**O QUE FAZER**
[a] Transcreva o trecho do texto sobre carnaval que vai de "Vamos às minhas" até "por Antônio Nóbrega.", inclusive.
[b] Liste as atividades que o texto sobre carnaval acrescenta ao clichê de plantar uma árvore, escrever um livro e fazer um filho.

-------- TEXTO --------

Publicado em: 11/01/2013 |

Por Raul Barretto*

Plante uma árvore, escreva um livro, faça um filho. Este clichê é altamente válido e recomendável, mas cito mais algumas atividades fundamentais  nesta nossa curta experiência terrestre : participe da Parada Gay, assista in loco uma largada e/ou chegada da São Silvestre, vá a um Fla x Flu  ou Corinthians x Palmeiras , GreNal etc e, por fim, assunto destas linhas de hoje, desfile numa escola de samba, de preferência no Rio de Janeiro.

Vamos às minhas experiências momescas. Na juventude punheteira, a participação dos bailes de salão dos clubes nos interiores e litorais do País, aí incluso o maravilhoso harém das festas do Monte Líbano e do Baile do Vermelho e Preto, no Rio, e o folclórico Cordão do Bola Preta, “quem não chora não mama, segura meu bem, a chupeta, esse ano eu vou sair eu vou dançar no Bola Preta”. Não posso deixar de citar o mais espetacular, multi- cultural e diversificado carnaval pernambucano, com certeza o melhor carnaval de rua do mundo, ciceroneado por Antônio Nóbrega.

-------- DADOS EXIBIDOS --------

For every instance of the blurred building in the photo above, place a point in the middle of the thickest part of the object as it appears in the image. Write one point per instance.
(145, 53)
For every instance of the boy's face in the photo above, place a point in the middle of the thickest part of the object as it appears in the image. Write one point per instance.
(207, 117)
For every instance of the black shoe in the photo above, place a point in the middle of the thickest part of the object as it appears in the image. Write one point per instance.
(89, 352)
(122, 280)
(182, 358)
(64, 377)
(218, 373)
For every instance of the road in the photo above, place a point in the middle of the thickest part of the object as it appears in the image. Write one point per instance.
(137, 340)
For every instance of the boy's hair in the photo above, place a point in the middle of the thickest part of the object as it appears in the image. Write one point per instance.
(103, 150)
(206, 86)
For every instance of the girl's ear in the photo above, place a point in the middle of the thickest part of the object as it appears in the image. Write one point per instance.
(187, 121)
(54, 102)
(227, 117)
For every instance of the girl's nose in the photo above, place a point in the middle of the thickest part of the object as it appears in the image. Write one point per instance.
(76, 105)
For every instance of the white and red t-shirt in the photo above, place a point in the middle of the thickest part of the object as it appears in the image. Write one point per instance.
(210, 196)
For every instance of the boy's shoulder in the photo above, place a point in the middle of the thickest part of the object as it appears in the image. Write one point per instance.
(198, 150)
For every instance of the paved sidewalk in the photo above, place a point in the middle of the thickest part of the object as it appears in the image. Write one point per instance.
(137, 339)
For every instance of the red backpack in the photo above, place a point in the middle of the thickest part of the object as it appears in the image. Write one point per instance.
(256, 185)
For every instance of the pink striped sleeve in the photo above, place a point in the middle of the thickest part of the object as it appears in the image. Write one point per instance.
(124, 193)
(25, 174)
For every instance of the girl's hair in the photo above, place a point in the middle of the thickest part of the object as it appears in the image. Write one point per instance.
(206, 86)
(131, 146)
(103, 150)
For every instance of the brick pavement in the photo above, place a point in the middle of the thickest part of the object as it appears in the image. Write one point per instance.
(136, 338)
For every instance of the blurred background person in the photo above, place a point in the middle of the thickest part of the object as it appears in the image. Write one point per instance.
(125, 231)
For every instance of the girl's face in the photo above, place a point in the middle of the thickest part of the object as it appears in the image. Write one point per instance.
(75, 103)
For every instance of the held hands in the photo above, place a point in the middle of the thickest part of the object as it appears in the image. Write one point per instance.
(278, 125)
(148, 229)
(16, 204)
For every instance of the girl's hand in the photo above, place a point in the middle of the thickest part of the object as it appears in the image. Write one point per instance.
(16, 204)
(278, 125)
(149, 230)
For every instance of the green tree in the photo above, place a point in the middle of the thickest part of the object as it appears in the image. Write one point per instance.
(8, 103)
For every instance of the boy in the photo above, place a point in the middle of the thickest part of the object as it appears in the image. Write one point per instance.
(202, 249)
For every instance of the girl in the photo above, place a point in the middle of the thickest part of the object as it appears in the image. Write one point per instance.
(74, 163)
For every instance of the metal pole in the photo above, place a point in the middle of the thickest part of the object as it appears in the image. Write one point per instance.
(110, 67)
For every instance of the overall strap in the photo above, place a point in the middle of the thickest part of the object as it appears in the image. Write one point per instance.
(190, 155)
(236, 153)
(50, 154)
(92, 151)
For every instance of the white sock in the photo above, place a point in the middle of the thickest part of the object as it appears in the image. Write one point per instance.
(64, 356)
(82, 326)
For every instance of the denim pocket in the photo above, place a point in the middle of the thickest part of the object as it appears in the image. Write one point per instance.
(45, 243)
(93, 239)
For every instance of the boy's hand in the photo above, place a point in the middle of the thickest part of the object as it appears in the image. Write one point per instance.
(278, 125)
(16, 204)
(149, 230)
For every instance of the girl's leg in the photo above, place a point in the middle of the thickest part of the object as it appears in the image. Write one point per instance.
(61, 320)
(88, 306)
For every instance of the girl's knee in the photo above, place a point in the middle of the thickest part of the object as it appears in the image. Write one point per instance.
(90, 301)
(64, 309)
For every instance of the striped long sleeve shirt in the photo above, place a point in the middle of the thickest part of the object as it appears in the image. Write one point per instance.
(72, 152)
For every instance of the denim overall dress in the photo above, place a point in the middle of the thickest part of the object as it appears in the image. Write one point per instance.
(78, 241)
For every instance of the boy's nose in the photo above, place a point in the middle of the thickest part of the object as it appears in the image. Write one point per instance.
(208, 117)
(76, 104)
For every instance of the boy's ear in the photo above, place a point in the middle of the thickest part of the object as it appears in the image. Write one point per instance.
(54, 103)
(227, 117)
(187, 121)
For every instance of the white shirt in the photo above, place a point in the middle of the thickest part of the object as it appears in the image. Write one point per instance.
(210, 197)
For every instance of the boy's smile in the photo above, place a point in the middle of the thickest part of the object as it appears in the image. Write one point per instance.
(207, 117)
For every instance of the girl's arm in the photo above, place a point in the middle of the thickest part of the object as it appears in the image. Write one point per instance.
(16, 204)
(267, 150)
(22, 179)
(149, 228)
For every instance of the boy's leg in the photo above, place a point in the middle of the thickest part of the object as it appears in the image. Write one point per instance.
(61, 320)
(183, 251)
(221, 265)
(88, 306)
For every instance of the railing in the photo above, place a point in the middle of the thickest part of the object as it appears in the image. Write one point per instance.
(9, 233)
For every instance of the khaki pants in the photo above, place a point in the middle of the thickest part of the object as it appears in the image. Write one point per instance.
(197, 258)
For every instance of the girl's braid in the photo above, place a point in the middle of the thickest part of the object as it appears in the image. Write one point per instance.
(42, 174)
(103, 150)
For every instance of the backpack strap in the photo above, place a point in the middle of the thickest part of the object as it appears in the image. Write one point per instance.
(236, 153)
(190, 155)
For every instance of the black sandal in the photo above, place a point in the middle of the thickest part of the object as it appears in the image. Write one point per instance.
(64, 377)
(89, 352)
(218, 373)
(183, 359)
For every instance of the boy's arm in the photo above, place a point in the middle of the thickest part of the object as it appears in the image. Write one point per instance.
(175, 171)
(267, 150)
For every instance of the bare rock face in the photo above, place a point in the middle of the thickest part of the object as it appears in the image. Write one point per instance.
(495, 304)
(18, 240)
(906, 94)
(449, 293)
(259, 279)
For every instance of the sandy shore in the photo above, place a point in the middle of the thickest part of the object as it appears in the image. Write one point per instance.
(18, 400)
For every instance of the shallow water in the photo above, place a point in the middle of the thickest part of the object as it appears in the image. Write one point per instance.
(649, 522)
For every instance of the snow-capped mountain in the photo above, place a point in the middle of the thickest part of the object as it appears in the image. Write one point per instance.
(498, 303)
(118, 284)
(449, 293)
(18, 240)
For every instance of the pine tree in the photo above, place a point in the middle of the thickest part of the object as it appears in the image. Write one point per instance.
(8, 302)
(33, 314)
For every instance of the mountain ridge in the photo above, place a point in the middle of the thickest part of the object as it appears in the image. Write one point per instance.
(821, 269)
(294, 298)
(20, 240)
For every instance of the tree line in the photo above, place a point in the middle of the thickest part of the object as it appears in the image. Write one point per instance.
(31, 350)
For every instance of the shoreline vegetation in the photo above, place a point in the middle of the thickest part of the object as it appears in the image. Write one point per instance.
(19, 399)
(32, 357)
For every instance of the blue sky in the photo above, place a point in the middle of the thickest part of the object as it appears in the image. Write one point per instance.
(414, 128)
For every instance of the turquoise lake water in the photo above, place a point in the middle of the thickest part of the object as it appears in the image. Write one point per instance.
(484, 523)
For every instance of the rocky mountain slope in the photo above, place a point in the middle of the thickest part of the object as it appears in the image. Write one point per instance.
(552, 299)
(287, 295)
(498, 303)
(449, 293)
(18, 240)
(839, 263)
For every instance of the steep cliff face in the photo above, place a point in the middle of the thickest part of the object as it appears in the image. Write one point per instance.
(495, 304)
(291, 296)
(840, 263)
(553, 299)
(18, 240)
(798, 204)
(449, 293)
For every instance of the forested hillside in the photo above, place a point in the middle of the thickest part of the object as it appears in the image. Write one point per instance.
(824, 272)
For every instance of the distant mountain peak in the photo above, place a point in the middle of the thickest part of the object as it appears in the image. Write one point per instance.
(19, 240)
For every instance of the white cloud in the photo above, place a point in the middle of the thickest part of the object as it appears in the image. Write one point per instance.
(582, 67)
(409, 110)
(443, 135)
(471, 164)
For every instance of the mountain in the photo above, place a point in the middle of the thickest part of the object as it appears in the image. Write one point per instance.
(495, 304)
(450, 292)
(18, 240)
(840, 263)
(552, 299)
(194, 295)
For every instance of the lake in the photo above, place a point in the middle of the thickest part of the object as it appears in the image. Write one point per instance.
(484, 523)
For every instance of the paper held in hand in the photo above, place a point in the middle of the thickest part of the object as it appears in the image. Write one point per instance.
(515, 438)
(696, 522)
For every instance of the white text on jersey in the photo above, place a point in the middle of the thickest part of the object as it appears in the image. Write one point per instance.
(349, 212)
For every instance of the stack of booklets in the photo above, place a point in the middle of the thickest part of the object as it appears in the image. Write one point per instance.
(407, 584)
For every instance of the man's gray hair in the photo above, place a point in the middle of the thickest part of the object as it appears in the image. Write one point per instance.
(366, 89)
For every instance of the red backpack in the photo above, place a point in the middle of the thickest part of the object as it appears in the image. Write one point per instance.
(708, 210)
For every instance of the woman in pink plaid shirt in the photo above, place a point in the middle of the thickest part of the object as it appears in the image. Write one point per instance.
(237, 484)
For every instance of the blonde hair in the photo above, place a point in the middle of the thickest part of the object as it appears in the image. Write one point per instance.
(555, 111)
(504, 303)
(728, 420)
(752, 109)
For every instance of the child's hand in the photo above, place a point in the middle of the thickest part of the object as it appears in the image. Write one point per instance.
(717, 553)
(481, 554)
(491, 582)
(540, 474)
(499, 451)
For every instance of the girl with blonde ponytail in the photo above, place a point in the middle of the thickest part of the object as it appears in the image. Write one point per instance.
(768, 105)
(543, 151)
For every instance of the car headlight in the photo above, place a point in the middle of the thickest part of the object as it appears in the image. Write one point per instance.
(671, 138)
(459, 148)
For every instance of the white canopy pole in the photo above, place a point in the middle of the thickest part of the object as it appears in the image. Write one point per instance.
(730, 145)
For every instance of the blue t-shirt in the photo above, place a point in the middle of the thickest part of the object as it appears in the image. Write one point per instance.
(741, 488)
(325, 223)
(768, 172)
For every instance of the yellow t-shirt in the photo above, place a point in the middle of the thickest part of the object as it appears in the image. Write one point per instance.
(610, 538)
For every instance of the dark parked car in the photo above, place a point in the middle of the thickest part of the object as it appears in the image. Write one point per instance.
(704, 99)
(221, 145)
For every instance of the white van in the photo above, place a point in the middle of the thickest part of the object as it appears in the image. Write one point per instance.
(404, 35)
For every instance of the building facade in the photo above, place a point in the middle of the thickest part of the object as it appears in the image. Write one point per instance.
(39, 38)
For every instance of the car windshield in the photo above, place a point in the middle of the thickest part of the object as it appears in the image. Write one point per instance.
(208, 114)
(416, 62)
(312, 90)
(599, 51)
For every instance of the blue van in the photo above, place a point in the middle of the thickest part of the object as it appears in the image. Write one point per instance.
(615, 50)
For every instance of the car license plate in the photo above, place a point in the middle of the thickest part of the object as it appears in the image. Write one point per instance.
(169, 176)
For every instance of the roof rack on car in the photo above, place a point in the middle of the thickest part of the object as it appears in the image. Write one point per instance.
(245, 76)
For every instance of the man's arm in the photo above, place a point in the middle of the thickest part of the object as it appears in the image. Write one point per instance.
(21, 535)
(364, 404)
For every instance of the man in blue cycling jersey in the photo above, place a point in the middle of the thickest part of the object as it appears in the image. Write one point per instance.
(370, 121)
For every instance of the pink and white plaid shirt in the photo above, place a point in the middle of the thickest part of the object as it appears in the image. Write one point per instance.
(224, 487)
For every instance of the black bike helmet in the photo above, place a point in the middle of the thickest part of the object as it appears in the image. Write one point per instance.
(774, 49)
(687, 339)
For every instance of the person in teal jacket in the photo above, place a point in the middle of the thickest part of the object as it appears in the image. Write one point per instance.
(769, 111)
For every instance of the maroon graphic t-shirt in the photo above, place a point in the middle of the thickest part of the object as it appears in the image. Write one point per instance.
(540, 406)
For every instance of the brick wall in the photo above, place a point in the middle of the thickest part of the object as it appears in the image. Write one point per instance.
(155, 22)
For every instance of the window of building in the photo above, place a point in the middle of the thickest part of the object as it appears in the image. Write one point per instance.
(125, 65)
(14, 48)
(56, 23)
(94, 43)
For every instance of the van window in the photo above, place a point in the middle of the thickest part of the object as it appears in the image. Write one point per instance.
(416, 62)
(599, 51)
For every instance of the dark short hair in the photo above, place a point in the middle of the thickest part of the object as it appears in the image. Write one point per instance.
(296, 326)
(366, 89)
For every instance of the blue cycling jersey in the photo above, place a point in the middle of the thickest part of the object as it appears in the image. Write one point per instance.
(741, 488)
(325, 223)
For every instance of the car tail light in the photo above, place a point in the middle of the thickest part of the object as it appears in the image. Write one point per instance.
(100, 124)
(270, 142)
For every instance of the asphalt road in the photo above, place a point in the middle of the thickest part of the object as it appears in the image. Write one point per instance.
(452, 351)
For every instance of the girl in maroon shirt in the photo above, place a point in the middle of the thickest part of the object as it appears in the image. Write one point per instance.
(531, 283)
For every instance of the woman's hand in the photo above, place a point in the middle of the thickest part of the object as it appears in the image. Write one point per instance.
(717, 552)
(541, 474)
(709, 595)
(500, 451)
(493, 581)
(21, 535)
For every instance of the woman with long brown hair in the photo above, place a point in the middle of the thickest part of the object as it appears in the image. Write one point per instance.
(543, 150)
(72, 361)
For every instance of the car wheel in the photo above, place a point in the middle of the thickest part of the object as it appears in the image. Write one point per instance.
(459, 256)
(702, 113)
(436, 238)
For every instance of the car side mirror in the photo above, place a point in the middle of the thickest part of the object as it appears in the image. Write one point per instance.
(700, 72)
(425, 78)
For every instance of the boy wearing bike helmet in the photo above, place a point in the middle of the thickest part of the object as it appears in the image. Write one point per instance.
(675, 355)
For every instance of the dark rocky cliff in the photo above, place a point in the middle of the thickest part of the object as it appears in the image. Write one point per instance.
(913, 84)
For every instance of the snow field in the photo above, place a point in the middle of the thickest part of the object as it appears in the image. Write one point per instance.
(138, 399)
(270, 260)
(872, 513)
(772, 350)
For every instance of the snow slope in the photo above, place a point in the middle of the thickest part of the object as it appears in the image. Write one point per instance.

--------

**RESPOSTAS**
[a]
Vamos às minhas experiências momescas. Na juventude punheteira, a participação dos bailes de salão dos clubes nos interiores e litorais do País, aí incluso o maravilhoso harém das festas do Monte Líbano e do Baile do Vermelho e Preto, no Rio, e o folclórico Cordão do Bola Preta, “quem não chora não mama, segura meu bem, a chupeta, esse ano eu vou sair eu vou dançar no Bola Preta”. Não posso deixar de citar o mais espetacular, multi- cultural e diversificado carnaval pernambucano, com certeza o melhor carnaval de rua do mundo, ciceroneado por Antônio Nóbrega.

[b]
- Participar da Parada Gay
- Assistir in loco a uma largada e/ou chegada da São Silvestre
- Ir a um Fla x Flu ou Corinthians x Palmeiras, GreNal etc.
- Desfilar numa escola de samba, de preferência no Rio de Janeiro